:: Text extract ::
The Central App

Big read: Our Community Champions

The Central App

Sue Fea

31 July 2024, 7:15 PM

Big read: Our Community ChampionsKen Gillespie, a man of many talents, kicks off our new series celebrating the many people of Central who make our communities tick. PHOTO: Clare Toia-Bailey/Image Central

Join us on the 1st of each month as we celebrate the remarkable individuals who make our communities special. Today we are launching our new series, profiling local heroes whose contributions, stories, and passions shape the heart and soul of our towns. We begin with Oturehua's Ken Gillespie, a man of many hats and talents.


Oturehua farmer Ken Gillespie is your Type-A overachiever – rural style, a man who gets things done.



Calls come in from around the district most days. 


They all know Ken’s unlikely to ever say, ‘no’. 


“You do what you can to help,” says the man who’s on multiple community committees and trusts across the Ida Valley and beyond.


To Ken, 72, who’s regularly helped local ladies serve homemade soup, pea pie and ‘pud, to 250 hungry South Island bonspiel curlers all in an hour, it’s no big deal. 


“You can do 150 with your hands tied behind your back,” he assures.


Ken and the blokes from Maniototo Lions are old hands, having catered for many local weddings. 



They have it down pat: “You need around 350gms of meat each for country folk and around 300gms for the ones from town,” he says.


Ken, who is a life member of New Zealand Curling and Maniototo Curling International, has the Idaburn Dam on his family’s 1500ha farm, which is now mostly sold, some leased to a nephew.
:::
:: Data shown ::
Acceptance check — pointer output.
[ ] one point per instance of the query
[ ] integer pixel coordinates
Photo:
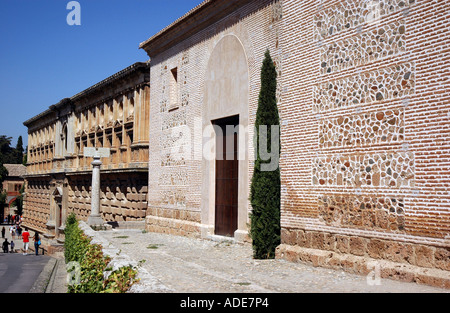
:::
## Stated goal 1
According to the Ken Gillespie article, how large is his family's farm?
## Stated goal 2
Shorten the paragraph of the Ken Gillespie article that begins "Join us on the 1st of each month" into one or two sentences, keeping its main facts.
## Stated goal 3
Extend the Ken Gillespie article past its final sentence.
The material above is separate from the Ken Gillespie article.

## Answer 1
It covers 1500ha.

## Answer 2
A new monthly series, appearing on the 1st of each month and launching today, profiles local heroes who shape their towns. It begins with Ken Gillespie of Oturehua.

## Answer 3
Ken’s frequently down on the ice, with others, ensuring it’s suitable for curling.


He also spent many days assisting Irv McKnight, founder of the hugely popular Brass Monkey Motorcycle Rally which ran for 40 years on Ken’s farm.


Ken down on the farm in Oturehua. PHOTO: Supplied


Most weeknights he has a committee meeting or two, or he’s off around the lower South Island helping judge merino shearing competitions.


Water’s pretty important in the dry arid farmlands of the Maniototo - Ken should know after sitting on the Hawkdun Idaburn Irrigation Company for 40 years, 37 as chairman, and served on the Otago Water Resources Group for another 40, and the Manuherekia Catchment Group. 


He’s heavily involved in the Oturehua Winter Sports Club, chairs the Oturehua Hall committee and has been an elder of the local Presbyterian Church for 35-plus years.


To Ken, it’s no big deal being this busy. 


“Uh, you get tied up in things,” he says.



As a trustee of the Otago Central Rail Trail Trust and right in the thick of every community event, Ken’s helped put Oturehua on the map, particularly passionate about local history and showing off the neighbouring Hayes Engineering Works.


A life member of the Maniototo Lions Club, he’s helped cater for many Cavalcades and when the club ran its duathlon, it was Ken up the rear sneaking rides in his truck to the ‘tail end Charlies’.


When someone dies in Ida Valley Ken, the local sexton, and his mates dig the grave in the notoriously tough clay soil of the Blackstone Hill Cemetery. 


“I reckon those early settlers had the last laugh putting the cemetery there,” he grins. 


“It’s hard as the hobs of hell.”


He chaired the Oturehua School Board so when the Ministry of Education changed school terms from three to four it was Ken who went in to bat in a district where the coldest winter temperature clocked in at -21 degrees Celsius in 1991. 


“I asked them to pay for the extra heating. A holiday in mid-July is for the birds.”


Born in 1951, Maniototo farm life is all he’s known, and the cold doesn’t bother him. 


“You just put another layer on.”



He remembers his grandmother working the butter churn, Ken separating the milk and cream as a kid.


Curling tournaments meant a day off school to drag sledges carrying a hot water urn and the ‘secret coffee brew’, cheese and biscuits over the ice to the curlers. 


Ken’s skated on the farm ponds since he was four and curled since he was 21.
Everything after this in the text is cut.